### WORK TO COMPLETE
(1) In the claims text, how identical to a sequence of Table 1 must the 5′ UTR be?
(2) Print the claims text starting with "2. A method" and going on through "subject the nucleic acid composition of claim 1.".

2. A method of expressing the first peptide in a cell, the method comprising delivering to the cell the nucleic acid composition of claim 1.

3. A method of inducing an immune response in a subject, the method comprising administering to the subject the nucleic acid composition of claim 1.

4. The nucleic acid composition of claim 1, wherein the 5′ UTR is a 5′ UTR of a dengue virus (DENV), West Nile virus (WNV), Japanese encephalitis virus (JEV), yellow fever virus (YFV), Zika virus (ZIKV), or tick-born encephalitis virus (TBEV); and the 3′ UTR is a 3′ UTR of a dengue virus (DENV), West Nile virus (WNV), Japanese encephalitis virus (JEV), yellow fever virus (YFV), Zika virus (ZIKV), or tick-born encephalitis virus (TBEV); and/or wherein the first flavivirus is the same as the second flavivirus; and/or wherein the 5′ UTR is at least 90% identical to a sequence of Table 1, and the 3′ UTR is at least 90% identical to a sequence of Table 2.

### DATA EXTRACT
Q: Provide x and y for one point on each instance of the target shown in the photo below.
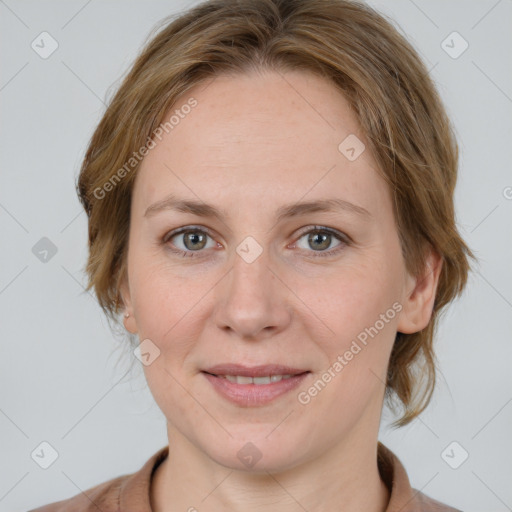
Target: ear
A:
(420, 294)
(129, 323)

### TASK RESPONSES
(1) At least 90% identical.

(2)
2. A method of expressing the first peptide in a cell, the method comprising delivering to the cell the nucleic acid composition of claim 1.

3. A method of inducing an immune response in a subject, the method comprising administering to the subject the nucleic acid composition of claim 1.